## WHAT YOU ARE ASKED TO DO
Write out each line of the records that has "hand" in it.

## DATA EXTRACTS
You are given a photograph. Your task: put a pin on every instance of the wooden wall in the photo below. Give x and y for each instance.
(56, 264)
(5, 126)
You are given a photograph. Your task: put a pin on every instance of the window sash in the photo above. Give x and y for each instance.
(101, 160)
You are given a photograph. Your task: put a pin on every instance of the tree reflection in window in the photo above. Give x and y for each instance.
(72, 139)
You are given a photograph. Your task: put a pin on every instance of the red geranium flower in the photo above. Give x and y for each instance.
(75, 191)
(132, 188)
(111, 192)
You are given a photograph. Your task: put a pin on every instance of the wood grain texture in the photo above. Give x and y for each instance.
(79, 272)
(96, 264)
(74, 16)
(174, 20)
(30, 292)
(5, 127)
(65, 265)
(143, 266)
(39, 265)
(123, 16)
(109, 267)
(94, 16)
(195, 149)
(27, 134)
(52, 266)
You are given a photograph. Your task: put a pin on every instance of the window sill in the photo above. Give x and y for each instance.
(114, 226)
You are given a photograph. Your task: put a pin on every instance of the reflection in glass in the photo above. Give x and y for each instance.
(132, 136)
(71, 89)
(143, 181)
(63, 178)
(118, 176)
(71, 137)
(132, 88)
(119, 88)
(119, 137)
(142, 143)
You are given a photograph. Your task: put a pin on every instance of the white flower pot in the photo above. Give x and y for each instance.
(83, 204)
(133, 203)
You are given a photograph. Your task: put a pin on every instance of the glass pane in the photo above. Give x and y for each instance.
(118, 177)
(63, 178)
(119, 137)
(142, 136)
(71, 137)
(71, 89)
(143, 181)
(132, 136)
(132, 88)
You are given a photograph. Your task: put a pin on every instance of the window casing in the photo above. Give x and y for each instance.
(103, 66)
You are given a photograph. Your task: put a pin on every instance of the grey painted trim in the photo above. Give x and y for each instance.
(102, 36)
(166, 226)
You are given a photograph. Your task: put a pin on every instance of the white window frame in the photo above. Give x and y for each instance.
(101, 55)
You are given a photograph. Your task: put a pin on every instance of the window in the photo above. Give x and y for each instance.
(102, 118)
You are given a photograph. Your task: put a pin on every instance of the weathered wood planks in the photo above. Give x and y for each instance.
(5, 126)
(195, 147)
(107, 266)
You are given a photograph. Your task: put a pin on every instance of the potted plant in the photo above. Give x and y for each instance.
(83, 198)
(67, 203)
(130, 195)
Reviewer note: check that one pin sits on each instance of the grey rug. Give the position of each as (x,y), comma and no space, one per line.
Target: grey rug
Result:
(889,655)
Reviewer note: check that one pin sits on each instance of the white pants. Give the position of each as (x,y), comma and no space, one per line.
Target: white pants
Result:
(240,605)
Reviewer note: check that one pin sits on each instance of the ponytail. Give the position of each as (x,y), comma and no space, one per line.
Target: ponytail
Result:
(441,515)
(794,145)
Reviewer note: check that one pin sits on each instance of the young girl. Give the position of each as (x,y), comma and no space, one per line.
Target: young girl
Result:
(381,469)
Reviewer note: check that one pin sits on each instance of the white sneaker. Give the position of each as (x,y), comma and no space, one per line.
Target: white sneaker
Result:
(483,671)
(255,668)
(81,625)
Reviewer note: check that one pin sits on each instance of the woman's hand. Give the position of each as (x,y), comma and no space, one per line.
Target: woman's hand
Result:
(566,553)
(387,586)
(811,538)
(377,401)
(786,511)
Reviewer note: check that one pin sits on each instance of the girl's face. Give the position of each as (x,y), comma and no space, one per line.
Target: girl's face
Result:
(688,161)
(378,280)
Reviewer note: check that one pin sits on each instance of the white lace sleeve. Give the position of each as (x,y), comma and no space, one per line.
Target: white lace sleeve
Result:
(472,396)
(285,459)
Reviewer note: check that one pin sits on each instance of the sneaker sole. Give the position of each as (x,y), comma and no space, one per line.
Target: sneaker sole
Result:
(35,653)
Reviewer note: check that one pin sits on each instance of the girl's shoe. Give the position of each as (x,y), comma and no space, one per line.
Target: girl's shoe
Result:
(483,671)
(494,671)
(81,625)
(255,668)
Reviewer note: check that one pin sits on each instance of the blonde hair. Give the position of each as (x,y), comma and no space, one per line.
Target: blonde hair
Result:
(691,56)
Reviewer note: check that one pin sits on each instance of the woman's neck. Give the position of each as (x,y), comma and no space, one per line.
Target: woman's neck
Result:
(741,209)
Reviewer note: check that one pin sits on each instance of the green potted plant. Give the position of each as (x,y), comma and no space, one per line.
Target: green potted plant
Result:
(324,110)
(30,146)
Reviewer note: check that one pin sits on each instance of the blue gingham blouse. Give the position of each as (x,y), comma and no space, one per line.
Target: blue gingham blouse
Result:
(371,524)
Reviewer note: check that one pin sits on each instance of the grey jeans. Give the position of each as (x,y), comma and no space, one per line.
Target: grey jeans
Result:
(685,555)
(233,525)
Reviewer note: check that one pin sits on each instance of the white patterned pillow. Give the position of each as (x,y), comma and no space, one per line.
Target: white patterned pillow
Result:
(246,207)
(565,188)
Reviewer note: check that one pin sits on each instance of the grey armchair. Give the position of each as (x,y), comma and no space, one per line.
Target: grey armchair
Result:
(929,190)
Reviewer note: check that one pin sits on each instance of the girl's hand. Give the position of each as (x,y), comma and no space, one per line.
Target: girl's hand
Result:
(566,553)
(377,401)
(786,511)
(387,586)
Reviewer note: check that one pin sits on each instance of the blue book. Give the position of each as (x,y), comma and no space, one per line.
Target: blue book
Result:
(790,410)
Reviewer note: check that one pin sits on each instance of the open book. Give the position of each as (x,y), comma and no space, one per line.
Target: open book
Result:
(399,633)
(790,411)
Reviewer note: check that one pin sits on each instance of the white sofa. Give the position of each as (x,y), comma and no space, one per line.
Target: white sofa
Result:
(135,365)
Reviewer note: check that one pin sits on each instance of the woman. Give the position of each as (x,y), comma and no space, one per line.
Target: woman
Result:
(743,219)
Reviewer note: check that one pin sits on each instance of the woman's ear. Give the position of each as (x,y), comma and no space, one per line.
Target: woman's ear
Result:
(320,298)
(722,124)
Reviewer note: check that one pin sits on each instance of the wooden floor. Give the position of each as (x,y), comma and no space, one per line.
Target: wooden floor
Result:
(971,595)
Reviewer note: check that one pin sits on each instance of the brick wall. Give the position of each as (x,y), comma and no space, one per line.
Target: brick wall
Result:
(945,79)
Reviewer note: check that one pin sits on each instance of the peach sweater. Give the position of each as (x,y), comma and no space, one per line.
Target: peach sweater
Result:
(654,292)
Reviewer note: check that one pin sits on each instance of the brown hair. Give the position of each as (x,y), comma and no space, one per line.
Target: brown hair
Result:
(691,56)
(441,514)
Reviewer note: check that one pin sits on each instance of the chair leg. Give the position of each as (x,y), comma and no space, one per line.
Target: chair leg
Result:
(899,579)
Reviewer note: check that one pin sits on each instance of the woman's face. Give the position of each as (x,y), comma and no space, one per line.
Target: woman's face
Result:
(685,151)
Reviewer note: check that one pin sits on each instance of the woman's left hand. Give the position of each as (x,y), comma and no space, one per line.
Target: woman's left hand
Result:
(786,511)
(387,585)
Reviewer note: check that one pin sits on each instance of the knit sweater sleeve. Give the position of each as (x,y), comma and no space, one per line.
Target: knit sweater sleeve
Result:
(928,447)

## RESPONSE
Reviewer note: check that one pin sits on each instance of the woman's hand. Give the position of each as (x,y), comma and no space, one per line.
Target: woman's hand
Reviewer note: check that one pin sits on each instance of the girl's hand. Give the position of each as (x,y), comma and no space, one per line.
Target: girl's hand
Reviewer note: check that one pin sits on each instance of the woman's left hand. Give the position of each as (x,y), comma and no space, one per line.
Target: woman's left hand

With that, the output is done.